(TEXTO FORNECIDO):
════════

No seu número de novembro de 2016 o Jornal Bombeiros de Portugal (JBP), órgão da Liga dos Bombeiros Portugueses (LBP) publicou afirmações do presidente da LBP, Comandante Jaime Marta Soares (JMS) que coincidem em grande parte com as opiniões que emitiu anteriormente num programa da TVI, sobre o mesmo assunto.
Por visarem o bom nome e a reputação do trabalho desenvolvido pela equipa que dirijo, no Centro de Estudos sobre Incêndios Florestais da ADAI (Universidade de Coimbra) apresento esta nota, fazendo uso do direito de resposta que nos assiste.
Começo por esclarecer que o que me move a produzir esta nota não é qualquer motivação pessoal de defesa da minha pessoa nem de ataque a quem quer que seja. Move-me sim a estima e respeito que tenho pelos Bombeiros – os quais, estou seguro, que na sua globalidade são recíprocos – que me leva a não deixar que os mesmos estejam expostos a uma informação de único sentido, proveniente de fontes que, neste âmbito pelo menos, não servem os seus melhores interesses. Estou certo de que as afirmações de JMS terão causado perplexidade a muitos Bombeiros, que reconhecem e valorizam o trabalho da minha Equipa, que procura colocar o seu trabalho ao seu serviço e, muito em particular, da sua segurança pessoal.
O Relatório que é objeto de discussão, constitui a segunda parte de um Relatório que o Governo anterior, na pessoa do seu Ministro da Administração Interna, Dr. Miguel Macedo, solicitou à minha Equipa sobre os dois maiores incêndios ocorridos em 2013 e sobre os acidentes em que perderam a vida oito Bombeiros e três Civis, nesse ano. Este pedido fora aliás precedido de uma solicitação semelhante, no ano de 2012, que teve em vista a análise do incêndio de Tavira. Os dois Relatórios foram produzidos pela minha Equipa, sob a minha supervisão, com total espírito de independência e dedicação e nos prazos estipulados. A pedido do Governo, o Relatório do ano de 2013 foi dividido em duas partes, uma primeira referente aos dois incêndios e uma segunda, que abordava os acidentes em que houve vítimas mortais. Como é do conhecimento geral a primeira parte deste Relatório foi tornada pública, ao passo que a segunda parte foi mantida sob reserva por razões invocadas pelo Ministro e que são explicadas no artigo do JBP. É esta segunda parte do Relatório que está em causa e que, por isso passaremos a designá-la simplesmente por “Relatório”.
Embora tenhamos manifestado desde sempre, junto de quem de direito, o nosso desacordo em relação à decisão de não publicar o Relatório, respeitámos e acatámos a decisão do Governo anterior, a qual ainda se mantém atualmente. A não publicação do Relatório tem motivado diversos mal-entendidos e intervenções públicas, como a de JMS, desfocadas da realidade e completamente infundadas. A limitação que nos foi imposta, de não divulgarmos o Relatório, tem dado azo a que algumas pessoas se sintam autorizadas a dizer o que lhes apetece a seu respeito sem que possamos apresentar uma defesa clara das nossas posições, mas há limites para isso.

════════

(DESCRIÇÃO DO PROBLEMA): De acordo com o texto fornecido, em que duas partes foi dividido o Relatório do ano de 2013, a pedido do Governo?

════════

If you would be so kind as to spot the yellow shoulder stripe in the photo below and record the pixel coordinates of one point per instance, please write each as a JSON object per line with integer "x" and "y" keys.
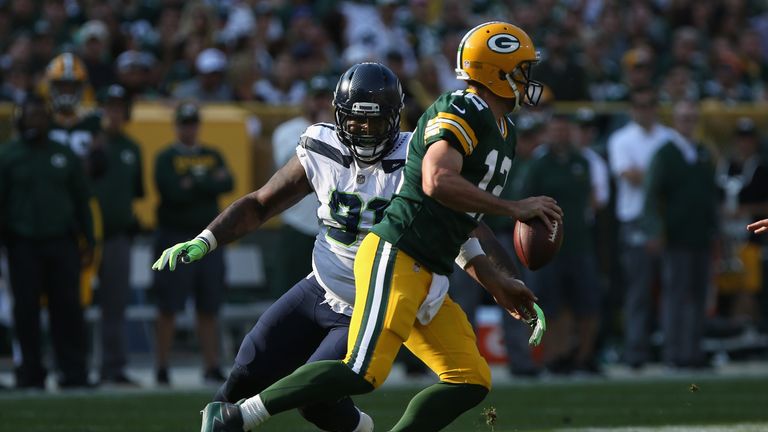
{"x": 458, "y": 127}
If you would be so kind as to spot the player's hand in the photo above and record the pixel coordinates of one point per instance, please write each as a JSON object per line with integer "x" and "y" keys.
{"x": 539, "y": 326}
{"x": 542, "y": 207}
{"x": 758, "y": 227}
{"x": 186, "y": 252}
{"x": 515, "y": 298}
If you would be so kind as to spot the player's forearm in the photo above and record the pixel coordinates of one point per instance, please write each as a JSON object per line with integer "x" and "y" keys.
{"x": 485, "y": 273}
{"x": 241, "y": 217}
{"x": 495, "y": 251}
{"x": 455, "y": 192}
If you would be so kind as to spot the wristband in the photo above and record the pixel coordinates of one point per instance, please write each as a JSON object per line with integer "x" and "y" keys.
{"x": 470, "y": 249}
{"x": 209, "y": 239}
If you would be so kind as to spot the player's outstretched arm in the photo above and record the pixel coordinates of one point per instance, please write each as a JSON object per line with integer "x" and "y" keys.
{"x": 442, "y": 180}
{"x": 286, "y": 187}
{"x": 758, "y": 227}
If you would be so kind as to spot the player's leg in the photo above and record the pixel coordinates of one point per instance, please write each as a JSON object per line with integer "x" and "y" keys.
{"x": 340, "y": 415}
{"x": 66, "y": 312}
{"x": 283, "y": 338}
{"x": 390, "y": 288}
{"x": 27, "y": 276}
{"x": 448, "y": 346}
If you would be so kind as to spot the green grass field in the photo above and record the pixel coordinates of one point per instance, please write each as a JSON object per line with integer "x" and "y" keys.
{"x": 608, "y": 405}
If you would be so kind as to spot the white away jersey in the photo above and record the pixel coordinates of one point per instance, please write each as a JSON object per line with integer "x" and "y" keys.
{"x": 352, "y": 199}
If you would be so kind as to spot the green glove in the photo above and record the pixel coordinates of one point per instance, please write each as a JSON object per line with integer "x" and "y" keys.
{"x": 539, "y": 326}
{"x": 187, "y": 252}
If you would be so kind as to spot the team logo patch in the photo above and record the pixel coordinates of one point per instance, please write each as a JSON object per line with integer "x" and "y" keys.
{"x": 503, "y": 43}
{"x": 58, "y": 160}
{"x": 127, "y": 157}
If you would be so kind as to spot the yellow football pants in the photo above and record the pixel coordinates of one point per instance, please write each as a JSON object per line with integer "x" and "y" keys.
{"x": 389, "y": 288}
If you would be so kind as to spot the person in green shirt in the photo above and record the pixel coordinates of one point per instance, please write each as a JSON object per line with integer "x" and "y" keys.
{"x": 44, "y": 211}
{"x": 190, "y": 178}
{"x": 680, "y": 214}
{"x": 457, "y": 165}
{"x": 567, "y": 287}
{"x": 117, "y": 183}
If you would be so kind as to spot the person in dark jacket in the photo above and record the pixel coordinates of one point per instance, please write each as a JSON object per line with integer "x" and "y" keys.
{"x": 190, "y": 178}
{"x": 47, "y": 229}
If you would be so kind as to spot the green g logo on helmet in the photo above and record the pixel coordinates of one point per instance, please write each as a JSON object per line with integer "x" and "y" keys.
{"x": 503, "y": 43}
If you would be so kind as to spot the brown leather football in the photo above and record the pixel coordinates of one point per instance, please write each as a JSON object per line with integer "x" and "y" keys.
{"x": 535, "y": 245}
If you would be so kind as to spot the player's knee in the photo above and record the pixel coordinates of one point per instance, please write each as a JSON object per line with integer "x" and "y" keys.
{"x": 479, "y": 375}
{"x": 327, "y": 418}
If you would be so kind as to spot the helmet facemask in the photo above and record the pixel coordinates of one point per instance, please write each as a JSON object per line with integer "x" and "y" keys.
{"x": 520, "y": 79}
{"x": 66, "y": 95}
{"x": 366, "y": 130}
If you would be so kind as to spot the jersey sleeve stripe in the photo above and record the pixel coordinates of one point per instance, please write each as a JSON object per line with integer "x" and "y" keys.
{"x": 457, "y": 126}
{"x": 454, "y": 131}
{"x": 463, "y": 123}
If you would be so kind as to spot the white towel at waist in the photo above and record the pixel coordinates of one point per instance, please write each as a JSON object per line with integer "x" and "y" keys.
{"x": 437, "y": 292}
{"x": 438, "y": 289}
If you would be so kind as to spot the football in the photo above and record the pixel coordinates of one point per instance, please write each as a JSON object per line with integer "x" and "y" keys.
{"x": 535, "y": 245}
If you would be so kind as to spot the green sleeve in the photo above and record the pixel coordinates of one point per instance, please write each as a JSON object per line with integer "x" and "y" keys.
{"x": 213, "y": 185}
{"x": 169, "y": 183}
{"x": 653, "y": 185}
{"x": 139, "y": 173}
{"x": 81, "y": 196}
{"x": 530, "y": 184}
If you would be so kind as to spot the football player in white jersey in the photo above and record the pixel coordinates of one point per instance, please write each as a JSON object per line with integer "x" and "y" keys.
{"x": 354, "y": 168}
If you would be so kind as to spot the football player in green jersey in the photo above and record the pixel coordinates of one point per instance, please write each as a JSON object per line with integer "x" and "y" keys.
{"x": 457, "y": 166}
{"x": 67, "y": 80}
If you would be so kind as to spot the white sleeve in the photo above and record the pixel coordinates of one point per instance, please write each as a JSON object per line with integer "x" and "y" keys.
{"x": 600, "y": 180}
{"x": 617, "y": 154}
{"x": 309, "y": 164}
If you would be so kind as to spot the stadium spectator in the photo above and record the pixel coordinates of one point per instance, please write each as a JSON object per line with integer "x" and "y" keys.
{"x": 678, "y": 85}
{"x": 93, "y": 41}
{"x": 630, "y": 150}
{"x": 134, "y": 73}
{"x": 209, "y": 84}
{"x": 16, "y": 83}
{"x": 280, "y": 86}
{"x": 116, "y": 186}
{"x": 559, "y": 69}
{"x": 567, "y": 288}
{"x": 743, "y": 179}
{"x": 585, "y": 136}
{"x": 727, "y": 84}
{"x": 190, "y": 178}
{"x": 680, "y": 182}
{"x": 44, "y": 198}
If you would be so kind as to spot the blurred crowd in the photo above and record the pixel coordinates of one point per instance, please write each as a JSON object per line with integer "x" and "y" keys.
{"x": 655, "y": 240}
{"x": 267, "y": 50}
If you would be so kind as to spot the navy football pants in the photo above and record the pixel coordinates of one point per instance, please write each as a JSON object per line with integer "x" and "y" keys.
{"x": 298, "y": 328}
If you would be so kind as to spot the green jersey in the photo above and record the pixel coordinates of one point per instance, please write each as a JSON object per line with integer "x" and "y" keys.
{"x": 419, "y": 225}
{"x": 119, "y": 184}
{"x": 565, "y": 177}
{"x": 79, "y": 135}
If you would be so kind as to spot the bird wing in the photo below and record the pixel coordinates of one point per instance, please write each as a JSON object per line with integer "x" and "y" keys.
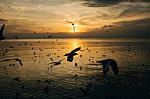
{"x": 75, "y": 50}
{"x": 70, "y": 58}
{"x": 114, "y": 67}
{"x": 2, "y": 29}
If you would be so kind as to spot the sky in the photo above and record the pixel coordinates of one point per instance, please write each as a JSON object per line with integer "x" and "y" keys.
{"x": 128, "y": 18}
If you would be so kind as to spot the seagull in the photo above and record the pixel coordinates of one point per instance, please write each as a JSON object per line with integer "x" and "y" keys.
{"x": 56, "y": 63}
{"x": 2, "y": 37}
{"x": 16, "y": 79}
{"x": 109, "y": 62}
{"x": 16, "y": 59}
{"x": 72, "y": 25}
{"x": 71, "y": 54}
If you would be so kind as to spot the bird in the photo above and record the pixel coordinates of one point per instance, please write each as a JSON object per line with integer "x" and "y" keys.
{"x": 56, "y": 63}
{"x": 109, "y": 62}
{"x": 74, "y": 29}
{"x": 16, "y": 79}
{"x": 71, "y": 54}
{"x": 16, "y": 59}
{"x": 50, "y": 36}
{"x": 2, "y": 37}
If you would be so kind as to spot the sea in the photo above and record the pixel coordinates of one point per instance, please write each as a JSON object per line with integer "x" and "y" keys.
{"x": 83, "y": 78}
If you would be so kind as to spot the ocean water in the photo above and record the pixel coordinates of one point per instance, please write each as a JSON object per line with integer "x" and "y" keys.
{"x": 67, "y": 81}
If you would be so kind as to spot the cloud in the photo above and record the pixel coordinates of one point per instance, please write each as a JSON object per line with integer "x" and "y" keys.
{"x": 3, "y": 20}
{"x": 103, "y": 3}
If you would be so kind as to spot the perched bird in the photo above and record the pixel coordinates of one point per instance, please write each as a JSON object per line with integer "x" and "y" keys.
{"x": 109, "y": 62}
{"x": 71, "y": 54}
{"x": 2, "y": 37}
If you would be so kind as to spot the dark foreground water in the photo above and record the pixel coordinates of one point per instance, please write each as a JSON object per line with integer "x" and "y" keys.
{"x": 67, "y": 81}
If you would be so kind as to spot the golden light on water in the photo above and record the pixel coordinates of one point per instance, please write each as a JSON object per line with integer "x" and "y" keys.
{"x": 75, "y": 43}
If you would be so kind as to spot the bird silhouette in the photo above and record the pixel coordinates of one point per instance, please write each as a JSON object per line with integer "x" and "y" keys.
{"x": 56, "y": 63}
{"x": 2, "y": 37}
{"x": 109, "y": 62}
{"x": 72, "y": 54}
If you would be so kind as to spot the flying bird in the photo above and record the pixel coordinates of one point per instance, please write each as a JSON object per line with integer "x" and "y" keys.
{"x": 109, "y": 62}
{"x": 16, "y": 59}
{"x": 71, "y": 54}
{"x": 2, "y": 37}
{"x": 74, "y": 29}
{"x": 56, "y": 63}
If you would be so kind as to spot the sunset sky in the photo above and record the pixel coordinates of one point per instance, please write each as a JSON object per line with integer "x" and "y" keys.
{"x": 130, "y": 18}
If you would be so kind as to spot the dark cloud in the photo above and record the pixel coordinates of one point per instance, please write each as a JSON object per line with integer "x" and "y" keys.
{"x": 102, "y": 3}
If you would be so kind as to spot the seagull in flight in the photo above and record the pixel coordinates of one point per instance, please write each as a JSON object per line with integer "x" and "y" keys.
{"x": 71, "y": 54}
{"x": 74, "y": 29}
{"x": 16, "y": 59}
{"x": 56, "y": 63}
{"x": 109, "y": 62}
{"x": 2, "y": 37}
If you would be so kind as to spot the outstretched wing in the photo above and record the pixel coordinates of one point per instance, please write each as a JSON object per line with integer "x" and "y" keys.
{"x": 2, "y": 29}
{"x": 75, "y": 50}
{"x": 70, "y": 58}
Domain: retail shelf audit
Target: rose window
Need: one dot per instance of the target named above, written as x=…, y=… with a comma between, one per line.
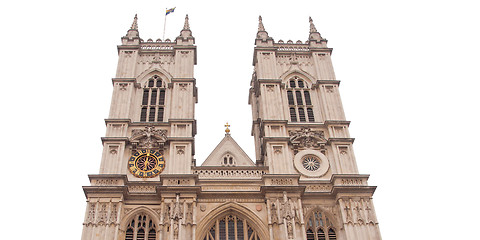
x=311, y=163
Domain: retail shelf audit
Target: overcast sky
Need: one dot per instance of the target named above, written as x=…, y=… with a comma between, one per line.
x=410, y=81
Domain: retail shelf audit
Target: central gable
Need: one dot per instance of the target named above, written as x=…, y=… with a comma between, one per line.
x=228, y=153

════════

(RESPOSTA ESCRITA): Numa primeira parte referente aos dois incêndios e numa segunda parte que abordava os acidentes em que houve vítimas mortais.